Try it: If a picture appears among the records, leave it out and set down everything else exactly as it stands.

Material for this task:
-.-.-

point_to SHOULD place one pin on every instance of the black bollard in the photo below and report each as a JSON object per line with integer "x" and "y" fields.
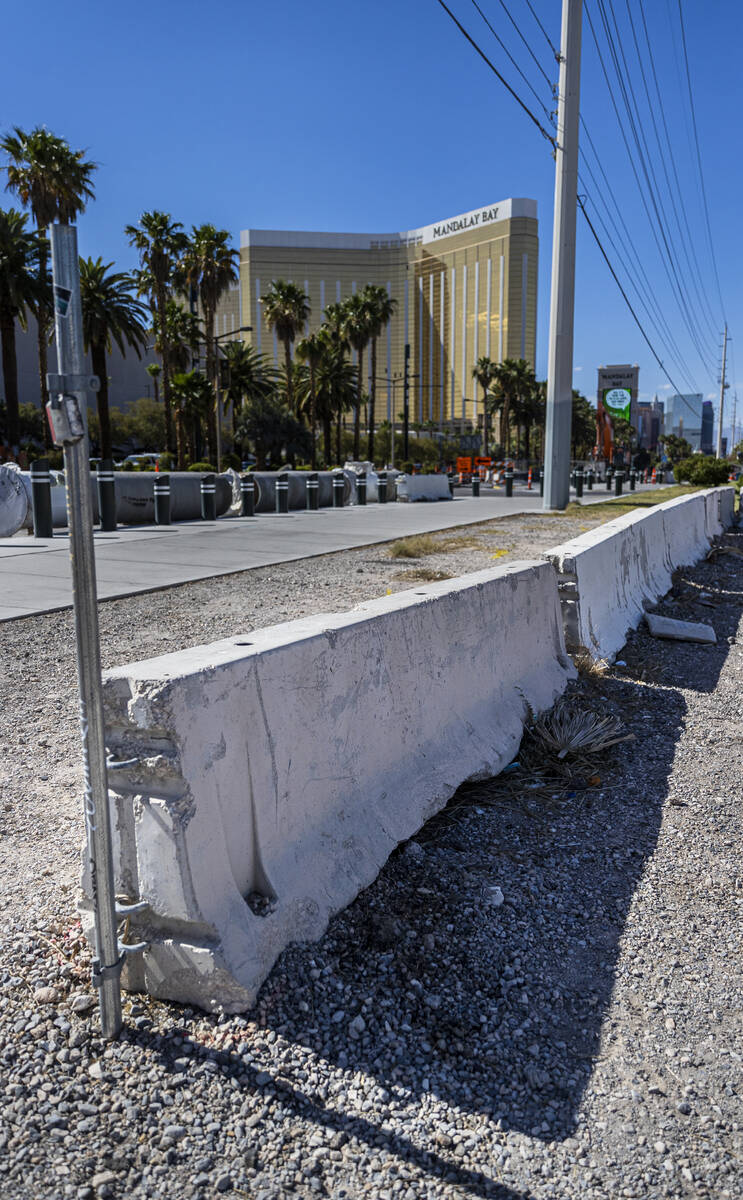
{"x": 247, "y": 496}
{"x": 313, "y": 492}
{"x": 41, "y": 498}
{"x": 107, "y": 495}
{"x": 282, "y": 495}
{"x": 162, "y": 499}
{"x": 209, "y": 498}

-.-.-

Response:
point_to SHOULD place one pin on every instance of the black bollard in the photo below and report each as a JSON object per line with integer "x" and "y" fields.
{"x": 247, "y": 496}
{"x": 313, "y": 492}
{"x": 41, "y": 498}
{"x": 107, "y": 495}
{"x": 282, "y": 495}
{"x": 162, "y": 499}
{"x": 209, "y": 498}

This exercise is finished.